**Instructions to follow**
Return the material verbatim, starting at the line containing "TARGET: temple building" and ending at the line containing "[(509, 69), (498, 69), (312, 103)]", both included.

+++++

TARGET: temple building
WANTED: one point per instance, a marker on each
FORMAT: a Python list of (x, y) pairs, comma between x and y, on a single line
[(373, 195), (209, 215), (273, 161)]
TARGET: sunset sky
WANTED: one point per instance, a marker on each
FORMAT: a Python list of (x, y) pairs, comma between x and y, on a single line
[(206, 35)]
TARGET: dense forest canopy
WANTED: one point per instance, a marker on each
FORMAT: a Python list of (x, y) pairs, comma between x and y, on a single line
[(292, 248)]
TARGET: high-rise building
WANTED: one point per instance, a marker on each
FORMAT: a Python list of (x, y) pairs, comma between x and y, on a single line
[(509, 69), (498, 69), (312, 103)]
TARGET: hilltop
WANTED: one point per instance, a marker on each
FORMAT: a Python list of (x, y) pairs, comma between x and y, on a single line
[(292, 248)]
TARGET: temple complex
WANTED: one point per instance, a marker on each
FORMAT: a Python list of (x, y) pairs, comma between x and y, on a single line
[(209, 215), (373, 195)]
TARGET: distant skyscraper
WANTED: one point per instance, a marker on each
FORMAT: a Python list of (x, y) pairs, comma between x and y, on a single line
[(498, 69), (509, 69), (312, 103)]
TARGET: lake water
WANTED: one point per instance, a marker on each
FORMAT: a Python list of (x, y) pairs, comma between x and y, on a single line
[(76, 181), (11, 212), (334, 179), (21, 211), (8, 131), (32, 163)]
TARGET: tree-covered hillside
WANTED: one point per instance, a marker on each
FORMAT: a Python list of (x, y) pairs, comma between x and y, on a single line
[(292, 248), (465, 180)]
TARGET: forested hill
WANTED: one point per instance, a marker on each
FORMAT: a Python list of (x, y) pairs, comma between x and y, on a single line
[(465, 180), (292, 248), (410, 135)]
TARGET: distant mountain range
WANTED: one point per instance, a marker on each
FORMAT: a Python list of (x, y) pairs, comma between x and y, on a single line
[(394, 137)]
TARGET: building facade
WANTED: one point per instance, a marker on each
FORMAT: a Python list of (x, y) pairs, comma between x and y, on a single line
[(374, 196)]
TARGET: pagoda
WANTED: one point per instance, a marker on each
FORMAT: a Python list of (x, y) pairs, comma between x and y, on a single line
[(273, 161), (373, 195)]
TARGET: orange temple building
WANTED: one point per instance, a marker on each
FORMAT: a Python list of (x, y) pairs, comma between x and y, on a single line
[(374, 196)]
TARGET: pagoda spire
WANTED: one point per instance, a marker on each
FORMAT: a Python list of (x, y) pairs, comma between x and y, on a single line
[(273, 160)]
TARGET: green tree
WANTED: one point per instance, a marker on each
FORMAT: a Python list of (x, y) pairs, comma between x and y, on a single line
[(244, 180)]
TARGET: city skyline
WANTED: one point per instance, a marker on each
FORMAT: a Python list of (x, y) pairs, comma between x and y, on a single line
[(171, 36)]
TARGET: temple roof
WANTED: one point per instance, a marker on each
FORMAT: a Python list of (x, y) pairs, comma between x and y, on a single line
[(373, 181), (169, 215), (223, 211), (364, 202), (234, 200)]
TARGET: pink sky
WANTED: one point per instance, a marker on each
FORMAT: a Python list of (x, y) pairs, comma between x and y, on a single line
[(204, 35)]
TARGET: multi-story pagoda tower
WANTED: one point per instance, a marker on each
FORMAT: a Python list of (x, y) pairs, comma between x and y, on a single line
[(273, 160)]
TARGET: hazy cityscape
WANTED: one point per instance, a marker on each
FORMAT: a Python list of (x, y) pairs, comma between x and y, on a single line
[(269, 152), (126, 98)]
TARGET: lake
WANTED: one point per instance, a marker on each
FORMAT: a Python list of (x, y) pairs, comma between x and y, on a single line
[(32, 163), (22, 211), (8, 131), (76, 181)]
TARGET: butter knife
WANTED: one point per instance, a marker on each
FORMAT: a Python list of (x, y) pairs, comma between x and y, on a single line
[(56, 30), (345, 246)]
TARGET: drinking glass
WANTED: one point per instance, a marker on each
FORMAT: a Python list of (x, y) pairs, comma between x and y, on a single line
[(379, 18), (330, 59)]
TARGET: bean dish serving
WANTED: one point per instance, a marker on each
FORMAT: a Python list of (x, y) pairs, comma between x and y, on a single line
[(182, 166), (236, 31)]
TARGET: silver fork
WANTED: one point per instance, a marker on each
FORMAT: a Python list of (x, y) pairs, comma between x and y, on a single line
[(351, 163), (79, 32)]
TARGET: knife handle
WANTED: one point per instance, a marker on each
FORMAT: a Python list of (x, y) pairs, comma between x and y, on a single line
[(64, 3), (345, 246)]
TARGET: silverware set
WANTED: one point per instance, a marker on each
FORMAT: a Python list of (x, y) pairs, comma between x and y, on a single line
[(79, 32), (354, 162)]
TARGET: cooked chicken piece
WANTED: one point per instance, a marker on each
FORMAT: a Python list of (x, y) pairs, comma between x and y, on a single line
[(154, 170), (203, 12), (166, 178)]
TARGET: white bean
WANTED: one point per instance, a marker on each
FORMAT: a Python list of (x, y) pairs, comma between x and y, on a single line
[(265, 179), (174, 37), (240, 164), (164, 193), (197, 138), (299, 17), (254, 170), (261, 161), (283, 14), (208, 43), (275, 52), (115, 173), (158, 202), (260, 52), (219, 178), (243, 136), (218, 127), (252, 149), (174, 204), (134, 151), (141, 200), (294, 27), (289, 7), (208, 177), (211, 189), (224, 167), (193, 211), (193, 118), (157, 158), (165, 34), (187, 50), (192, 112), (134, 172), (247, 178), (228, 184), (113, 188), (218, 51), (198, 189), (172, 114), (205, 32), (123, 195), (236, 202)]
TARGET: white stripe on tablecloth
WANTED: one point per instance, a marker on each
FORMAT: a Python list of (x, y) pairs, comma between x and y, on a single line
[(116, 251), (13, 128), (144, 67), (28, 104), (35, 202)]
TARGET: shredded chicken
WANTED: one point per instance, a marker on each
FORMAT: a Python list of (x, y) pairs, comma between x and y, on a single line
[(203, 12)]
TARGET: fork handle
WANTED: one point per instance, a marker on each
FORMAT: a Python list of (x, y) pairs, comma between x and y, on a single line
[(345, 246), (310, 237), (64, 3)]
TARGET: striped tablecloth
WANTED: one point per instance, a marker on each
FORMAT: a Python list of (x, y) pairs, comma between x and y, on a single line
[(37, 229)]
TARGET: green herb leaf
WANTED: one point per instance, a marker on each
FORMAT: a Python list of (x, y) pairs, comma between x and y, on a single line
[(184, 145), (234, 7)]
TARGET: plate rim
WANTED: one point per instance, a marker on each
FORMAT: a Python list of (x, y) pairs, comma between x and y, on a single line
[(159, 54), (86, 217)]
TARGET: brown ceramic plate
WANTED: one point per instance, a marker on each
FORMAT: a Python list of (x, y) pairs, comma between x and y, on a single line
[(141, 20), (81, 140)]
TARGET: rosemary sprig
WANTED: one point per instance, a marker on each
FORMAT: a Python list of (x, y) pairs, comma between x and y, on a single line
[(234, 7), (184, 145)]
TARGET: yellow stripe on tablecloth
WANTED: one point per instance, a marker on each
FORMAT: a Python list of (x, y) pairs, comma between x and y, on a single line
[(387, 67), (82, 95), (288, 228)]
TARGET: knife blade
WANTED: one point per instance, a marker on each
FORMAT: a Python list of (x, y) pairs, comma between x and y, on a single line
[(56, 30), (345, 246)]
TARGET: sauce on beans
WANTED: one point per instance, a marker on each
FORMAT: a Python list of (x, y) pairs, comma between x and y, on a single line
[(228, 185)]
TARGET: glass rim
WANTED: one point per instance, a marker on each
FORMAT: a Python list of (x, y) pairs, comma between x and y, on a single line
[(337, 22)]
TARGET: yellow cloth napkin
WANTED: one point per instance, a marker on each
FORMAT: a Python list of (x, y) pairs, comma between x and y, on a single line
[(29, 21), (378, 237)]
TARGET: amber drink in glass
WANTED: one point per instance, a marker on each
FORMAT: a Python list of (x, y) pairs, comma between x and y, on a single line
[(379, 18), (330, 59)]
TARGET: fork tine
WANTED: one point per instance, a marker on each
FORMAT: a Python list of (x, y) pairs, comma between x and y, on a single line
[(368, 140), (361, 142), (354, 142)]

+++++

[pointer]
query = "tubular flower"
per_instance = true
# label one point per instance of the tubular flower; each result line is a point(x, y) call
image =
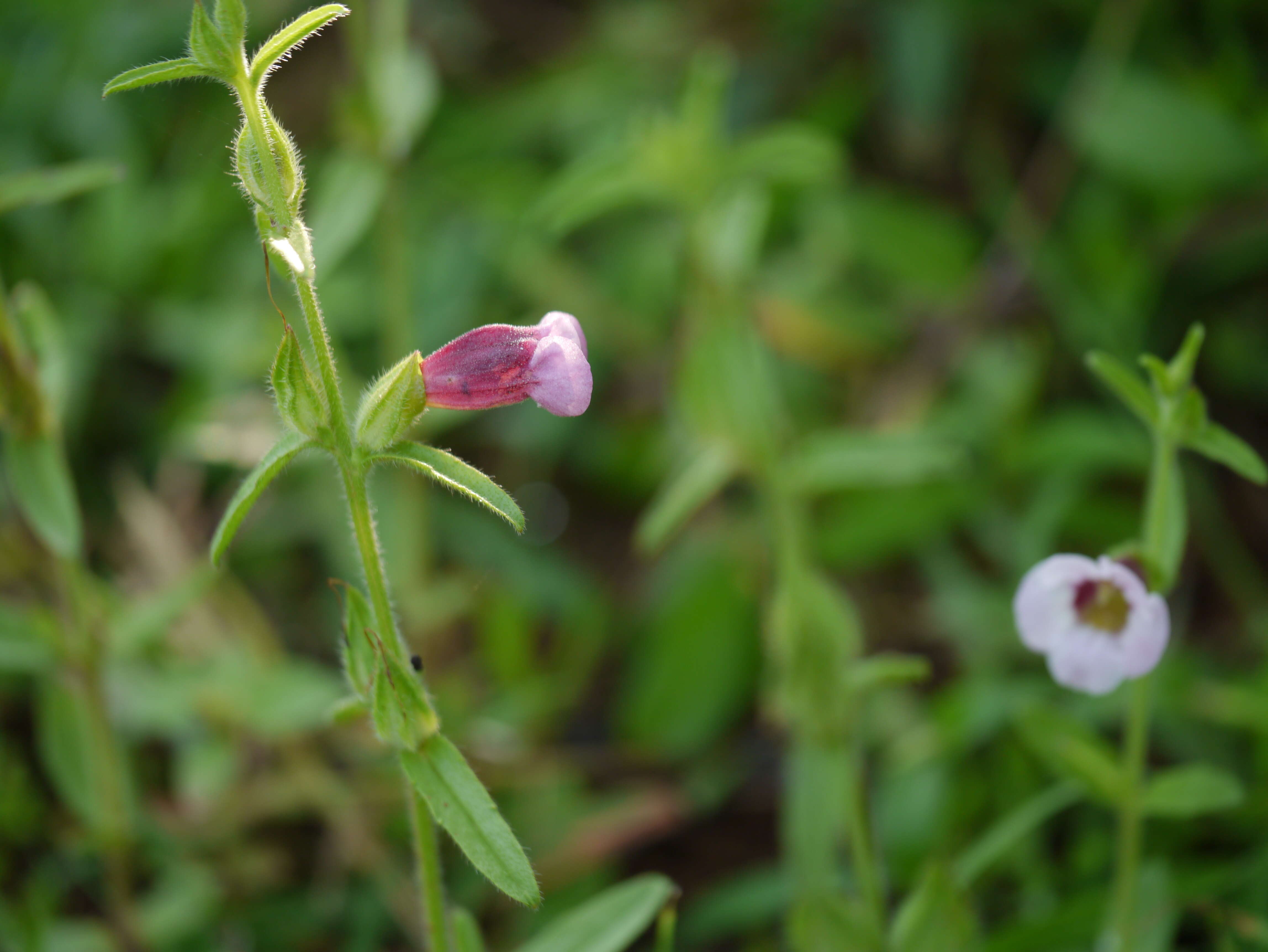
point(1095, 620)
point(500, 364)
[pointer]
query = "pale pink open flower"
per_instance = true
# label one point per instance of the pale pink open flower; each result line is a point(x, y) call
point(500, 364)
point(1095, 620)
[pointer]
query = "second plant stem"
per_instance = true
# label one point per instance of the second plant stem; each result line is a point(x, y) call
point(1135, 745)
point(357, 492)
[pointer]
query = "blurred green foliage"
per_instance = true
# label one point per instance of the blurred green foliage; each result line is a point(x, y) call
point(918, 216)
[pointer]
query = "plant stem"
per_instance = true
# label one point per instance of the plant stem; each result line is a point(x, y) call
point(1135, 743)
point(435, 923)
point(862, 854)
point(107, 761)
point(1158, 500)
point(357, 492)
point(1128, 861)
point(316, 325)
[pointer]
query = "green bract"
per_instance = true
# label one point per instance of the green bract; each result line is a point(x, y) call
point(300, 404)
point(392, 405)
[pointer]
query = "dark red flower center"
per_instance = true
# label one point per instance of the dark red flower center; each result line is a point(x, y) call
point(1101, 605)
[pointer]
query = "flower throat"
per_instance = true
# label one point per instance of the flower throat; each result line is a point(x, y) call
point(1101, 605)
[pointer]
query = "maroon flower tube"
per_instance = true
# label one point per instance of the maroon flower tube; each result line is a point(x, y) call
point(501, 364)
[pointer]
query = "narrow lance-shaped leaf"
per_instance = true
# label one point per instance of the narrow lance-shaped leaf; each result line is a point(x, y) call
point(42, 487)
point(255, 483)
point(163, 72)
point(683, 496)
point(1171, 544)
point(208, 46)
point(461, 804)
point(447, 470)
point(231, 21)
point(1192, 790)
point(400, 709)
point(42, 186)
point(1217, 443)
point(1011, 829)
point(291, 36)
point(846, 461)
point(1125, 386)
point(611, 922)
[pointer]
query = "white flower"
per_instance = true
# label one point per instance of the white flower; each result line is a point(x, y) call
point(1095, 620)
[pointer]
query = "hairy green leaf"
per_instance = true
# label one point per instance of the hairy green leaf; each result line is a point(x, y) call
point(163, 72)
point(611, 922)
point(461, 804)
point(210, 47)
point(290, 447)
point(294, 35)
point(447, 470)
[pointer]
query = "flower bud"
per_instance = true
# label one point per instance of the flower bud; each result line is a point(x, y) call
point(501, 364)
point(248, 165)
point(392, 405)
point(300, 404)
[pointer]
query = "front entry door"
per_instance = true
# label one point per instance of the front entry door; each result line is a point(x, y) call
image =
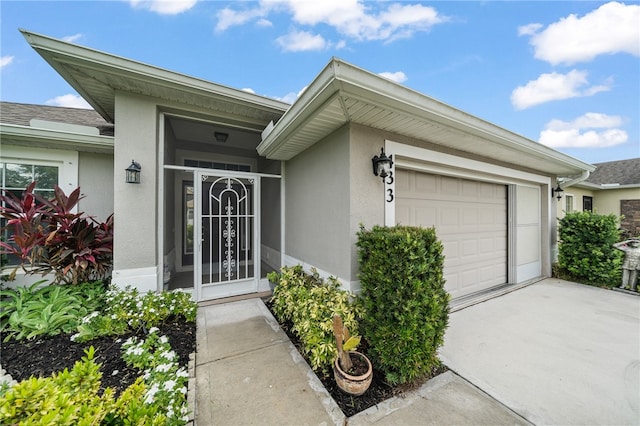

+++++

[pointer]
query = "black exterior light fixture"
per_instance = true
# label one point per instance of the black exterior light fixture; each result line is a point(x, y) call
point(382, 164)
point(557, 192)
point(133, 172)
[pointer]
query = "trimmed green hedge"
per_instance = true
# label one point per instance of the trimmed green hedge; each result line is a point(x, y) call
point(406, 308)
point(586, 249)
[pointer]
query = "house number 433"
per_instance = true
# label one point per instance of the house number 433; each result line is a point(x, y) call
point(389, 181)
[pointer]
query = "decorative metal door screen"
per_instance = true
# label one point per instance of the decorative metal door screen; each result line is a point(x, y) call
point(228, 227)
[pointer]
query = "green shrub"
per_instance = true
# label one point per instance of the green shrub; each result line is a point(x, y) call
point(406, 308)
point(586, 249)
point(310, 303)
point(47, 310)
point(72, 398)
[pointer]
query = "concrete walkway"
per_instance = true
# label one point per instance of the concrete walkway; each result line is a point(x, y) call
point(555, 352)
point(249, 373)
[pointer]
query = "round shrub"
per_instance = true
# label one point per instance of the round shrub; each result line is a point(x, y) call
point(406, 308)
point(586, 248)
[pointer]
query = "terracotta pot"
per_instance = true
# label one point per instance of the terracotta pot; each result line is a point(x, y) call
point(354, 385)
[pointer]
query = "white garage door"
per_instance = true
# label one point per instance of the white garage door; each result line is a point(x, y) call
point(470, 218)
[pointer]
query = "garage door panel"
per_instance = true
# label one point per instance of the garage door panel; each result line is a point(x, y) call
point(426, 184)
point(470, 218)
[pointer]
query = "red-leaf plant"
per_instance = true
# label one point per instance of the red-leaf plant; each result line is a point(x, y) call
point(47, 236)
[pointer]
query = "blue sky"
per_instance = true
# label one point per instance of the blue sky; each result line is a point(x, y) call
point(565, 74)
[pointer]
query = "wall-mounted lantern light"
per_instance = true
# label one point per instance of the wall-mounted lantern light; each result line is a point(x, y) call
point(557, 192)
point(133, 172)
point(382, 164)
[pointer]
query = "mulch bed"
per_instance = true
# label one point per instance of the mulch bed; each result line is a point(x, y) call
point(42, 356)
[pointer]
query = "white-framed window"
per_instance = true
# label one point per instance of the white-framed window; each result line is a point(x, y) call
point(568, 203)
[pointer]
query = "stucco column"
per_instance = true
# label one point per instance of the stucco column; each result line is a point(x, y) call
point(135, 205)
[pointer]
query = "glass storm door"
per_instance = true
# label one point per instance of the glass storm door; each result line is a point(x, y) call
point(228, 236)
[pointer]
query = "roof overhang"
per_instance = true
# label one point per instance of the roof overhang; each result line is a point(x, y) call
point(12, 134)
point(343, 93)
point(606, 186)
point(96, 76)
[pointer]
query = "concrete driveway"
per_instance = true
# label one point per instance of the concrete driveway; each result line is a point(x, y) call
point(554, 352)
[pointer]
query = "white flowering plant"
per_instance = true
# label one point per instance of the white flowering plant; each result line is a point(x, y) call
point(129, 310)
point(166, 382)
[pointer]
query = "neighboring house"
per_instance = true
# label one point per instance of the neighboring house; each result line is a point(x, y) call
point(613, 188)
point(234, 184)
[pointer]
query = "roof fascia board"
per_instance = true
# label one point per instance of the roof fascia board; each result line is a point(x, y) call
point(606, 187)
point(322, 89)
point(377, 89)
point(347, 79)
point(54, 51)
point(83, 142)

+++++

**Reply**
TARGET: temple building
WANTED: one point per instance, a marker on each
FORMAT: a Python list of (x, y) pairs, comma between x and y, on a single line
[(373, 195), (209, 215), (273, 161)]
TARGET: sunset sky
WANTED: one point per instance, a marker on each
FORMAT: a Python list of (x, y) pairs, comma between x and y, on a single line
[(206, 35)]
TARGET: dense forest canopy
WANTED: one point per instance, a marker on each
FORMAT: a Python list of (x, y) pairs, comma between x and y, on a single line
[(292, 248)]
TARGET: high-rise building
WANTED: one point per instance, a marker on each
FORMAT: a Python list of (x, y) pairs, comma between x and y, on a single line
[(509, 69), (498, 69), (312, 103)]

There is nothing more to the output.